▶ _What you will do_
In the listing below, identify each line with the word "tree" and return those lines.

▶ _Exercise input_

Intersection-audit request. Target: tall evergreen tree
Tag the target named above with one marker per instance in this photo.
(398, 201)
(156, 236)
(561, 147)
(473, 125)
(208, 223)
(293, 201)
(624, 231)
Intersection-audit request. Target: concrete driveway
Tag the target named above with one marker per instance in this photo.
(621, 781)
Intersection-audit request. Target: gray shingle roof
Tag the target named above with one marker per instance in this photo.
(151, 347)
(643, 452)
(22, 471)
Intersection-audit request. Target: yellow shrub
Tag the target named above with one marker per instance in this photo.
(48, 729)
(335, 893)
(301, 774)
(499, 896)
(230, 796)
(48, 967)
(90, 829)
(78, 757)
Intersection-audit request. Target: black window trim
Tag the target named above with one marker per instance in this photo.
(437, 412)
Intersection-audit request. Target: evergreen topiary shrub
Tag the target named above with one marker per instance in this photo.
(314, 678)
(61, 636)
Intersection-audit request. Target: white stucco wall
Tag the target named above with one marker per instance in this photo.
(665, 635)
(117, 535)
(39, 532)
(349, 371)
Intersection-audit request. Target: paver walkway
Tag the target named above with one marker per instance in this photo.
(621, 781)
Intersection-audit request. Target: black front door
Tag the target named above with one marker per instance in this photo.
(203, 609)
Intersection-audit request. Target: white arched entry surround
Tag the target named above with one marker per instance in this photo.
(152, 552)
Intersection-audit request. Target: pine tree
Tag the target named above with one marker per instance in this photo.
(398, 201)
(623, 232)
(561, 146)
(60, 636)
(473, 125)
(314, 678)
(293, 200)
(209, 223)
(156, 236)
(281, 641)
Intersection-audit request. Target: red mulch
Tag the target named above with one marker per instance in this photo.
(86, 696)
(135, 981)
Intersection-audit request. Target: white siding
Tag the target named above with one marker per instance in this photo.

▶ _Written reply_
Intersection-audit request. Target: tall evergreen tree
Intersection-audit request. Target: pine tree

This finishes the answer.